**Passage**:
Perception vs Reality

Posted on Sunday, February 24th, 2019

When we last left you the S&P 500 was running into resistance at its 200 DMA. We thought that the bears might try and hold their ground. The 200 DMA has come and gone – having fallen victim to the bulls. This rally has gone much further than anticipated and may have broken the bears. The short interest on the S&P 500 has fallen to levels we have not seen since before the Great Financial Crisis in 2007. The bears are almost extinct – and that is not good news. The market is in better condition when there is a fair amount of skepticism and, therefore, short interest. Short interest indicates the amount of traders betting the market will go lower. Short sellers eventually have to buy that stock and, perhaps even, chase prices higher giving the market an undercurrent of support. That support is not in play today.

Markets are overbought and extended far above their 50 day moving average – a sign that buyers could become exhausted and allow for a market pullback. While the selloff in December was exaggerated due to year end funding issues this rally may be just as extended. Perhaps, that is a function of how oversold the market was but the bulls might be playing with fire here. There seems to be no stopping this market. Usually, that is where it stops. We know our mistakes and ours is to sell too soon. There are three symbolic animals on Wall Street. Bulls make money. Bears make money and pigs get slaughtered. Not one to be pigs we felt that by taking some profits and reducing risk where we did we risked 5% upside. That 5% is here. 2800 is a strong area of resistance and markets could use a rest.

**Given data**:
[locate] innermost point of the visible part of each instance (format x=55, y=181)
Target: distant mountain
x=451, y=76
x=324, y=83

**Exercise requirements**:
Write out the market commentary from "Posted on Sunday, February" to "in play today.", replacing "200 DMA" with "200-day moving average". Rely on the market commentary alone.

**Worked answer**:
Posted on Sunday, February 24th, 2019

When we last left you the S&P 500 was running into resistance at its 200-day moving average. We thought that the bears might try and hold their ground. The 200-day moving average has come and gone – having fallen victim to the bulls. This rally has gone much further than anticipated and may have broken the bears. The short interest on the S&P 500 has fallen to levels we have not seen since before the Great Financial Crisis in 2007. The bears are almost extinct – and that is not good news. The market is in better condition when there is a fair amount of skepticism and, therefore, short interest. Short interest indicates the amount of traders betting the market will go lower. Short sellers eventually have to buy that stock and, perhaps even, chase prices higher giving the market an undercurrent of support. That support is not in play today.